*GIVEN TASK*: Convert the material below into a JSON list of strings with one string per line, omitting any blank lines.
— start —
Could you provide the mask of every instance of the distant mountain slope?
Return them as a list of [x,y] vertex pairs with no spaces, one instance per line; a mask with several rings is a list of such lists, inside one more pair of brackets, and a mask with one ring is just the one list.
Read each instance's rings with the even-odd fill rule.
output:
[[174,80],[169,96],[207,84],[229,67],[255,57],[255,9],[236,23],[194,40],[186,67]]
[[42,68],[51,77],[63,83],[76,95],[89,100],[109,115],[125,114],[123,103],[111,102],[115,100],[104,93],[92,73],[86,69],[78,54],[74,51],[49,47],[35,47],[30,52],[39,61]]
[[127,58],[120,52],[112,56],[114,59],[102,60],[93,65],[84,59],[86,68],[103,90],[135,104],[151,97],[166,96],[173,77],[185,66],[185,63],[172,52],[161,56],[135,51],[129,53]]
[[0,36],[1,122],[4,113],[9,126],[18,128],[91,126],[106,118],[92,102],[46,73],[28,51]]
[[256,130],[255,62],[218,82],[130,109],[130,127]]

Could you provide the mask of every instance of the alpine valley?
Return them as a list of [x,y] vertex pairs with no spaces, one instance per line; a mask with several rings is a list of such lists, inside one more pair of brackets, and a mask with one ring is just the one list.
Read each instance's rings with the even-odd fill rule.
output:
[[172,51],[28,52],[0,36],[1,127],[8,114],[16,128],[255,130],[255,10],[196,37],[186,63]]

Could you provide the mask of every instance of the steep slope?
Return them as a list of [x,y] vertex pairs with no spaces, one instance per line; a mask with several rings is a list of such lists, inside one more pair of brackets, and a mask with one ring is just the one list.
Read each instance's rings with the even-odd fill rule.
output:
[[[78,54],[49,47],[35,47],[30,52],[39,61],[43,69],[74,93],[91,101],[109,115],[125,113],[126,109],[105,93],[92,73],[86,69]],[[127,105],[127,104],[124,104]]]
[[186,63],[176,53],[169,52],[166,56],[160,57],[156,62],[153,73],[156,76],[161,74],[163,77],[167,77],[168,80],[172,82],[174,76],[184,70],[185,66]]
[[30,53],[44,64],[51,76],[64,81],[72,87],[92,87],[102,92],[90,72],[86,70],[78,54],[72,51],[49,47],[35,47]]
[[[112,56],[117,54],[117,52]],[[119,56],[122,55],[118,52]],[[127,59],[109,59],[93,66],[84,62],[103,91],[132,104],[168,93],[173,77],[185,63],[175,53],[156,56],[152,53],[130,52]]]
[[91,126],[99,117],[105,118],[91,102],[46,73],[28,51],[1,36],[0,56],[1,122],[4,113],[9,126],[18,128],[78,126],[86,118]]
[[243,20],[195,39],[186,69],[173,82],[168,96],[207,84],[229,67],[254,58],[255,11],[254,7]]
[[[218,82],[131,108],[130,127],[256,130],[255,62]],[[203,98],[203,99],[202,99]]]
— end —
*FULL ANSWER*:
[
  "Could you provide the mask of every instance of the distant mountain slope?",
  "Return them as a list of [x,y] vertex pairs with no spaces, one instance per line; a mask with several rings is a list of such lists, inside one more pair of brackets, and a mask with one ring is just the one list.",
  "Read each instance's rings with the even-odd fill rule.",
  "output:",
  "[[174,80],[169,96],[207,84],[229,67],[255,57],[255,9],[236,23],[194,40],[186,67]]",
  "[[42,68],[51,77],[63,83],[76,95],[89,100],[109,115],[125,114],[123,103],[111,102],[115,100],[104,93],[92,73],[86,69],[78,54],[74,51],[49,47],[35,47],[30,52],[39,61]]",
  "[[127,58],[120,52],[112,56],[114,59],[102,60],[93,65],[84,59],[86,68],[103,90],[135,104],[151,97],[166,96],[173,77],[185,66],[185,63],[172,52],[161,56],[135,51],[129,53]]",
  "[[0,36],[1,122],[4,113],[9,126],[18,128],[91,126],[106,118],[92,102],[46,73],[28,51]]",
  "[[256,130],[255,62],[218,82],[130,109],[130,127]]",
  "Could you provide the mask of every instance of the alpine valley?",
  "Return them as a list of [x,y] vertex pairs with no spaces, one instance per line; a mask with several rings is a list of such lists, inside one more pair of brackets, and a mask with one ring is just the one list.",
  "Read each instance's rings with the even-odd fill rule.",
  "output:",
  "[[172,51],[28,52],[0,36],[1,127],[8,114],[16,128],[255,130],[255,10],[196,37],[186,63]]",
  "Could you provide the mask of every instance of the steep slope?",
  "Return them as a list of [x,y] vertex pairs with no spaces, one instance per line; a mask with several rings is a list of such lists, inside one more pair of brackets, and a mask with one ring is just the one list.",
  "Read each instance's rings with the even-odd fill rule.",
  "output:",
  "[[[78,54],[49,47],[35,47],[30,52],[39,61],[43,69],[74,93],[91,101],[109,115],[125,113],[126,109],[105,93],[92,73],[86,69]],[[127,105],[127,104],[124,104]]]",
  "[[186,63],[176,53],[169,52],[166,56],[160,57],[156,62],[153,73],[156,76],[161,74],[163,77],[167,77],[168,80],[172,82],[174,76],[184,70],[185,66]]",
  "[[30,53],[44,64],[51,76],[64,81],[72,87],[92,87],[102,92],[90,72],[86,70],[78,54],[72,51],[49,47],[35,47]]",
  "[[[112,56],[117,54],[117,52]],[[119,56],[122,55],[118,52]],[[127,59],[109,59],[93,66],[84,62],[103,91],[132,104],[168,93],[173,77],[185,63],[175,53],[156,56],[152,53],[130,52]]]",
  "[[91,126],[99,117],[105,118],[91,102],[46,73],[28,51],[1,36],[0,56],[1,122],[4,113],[9,126],[18,128],[78,126],[86,118]]",
  "[[243,20],[195,39],[186,69],[173,82],[168,96],[207,84],[229,67],[254,58],[255,11],[254,7]]",
  "[[[218,82],[131,108],[130,127],[256,130],[255,62]],[[203,98],[203,99],[202,99]]]"
]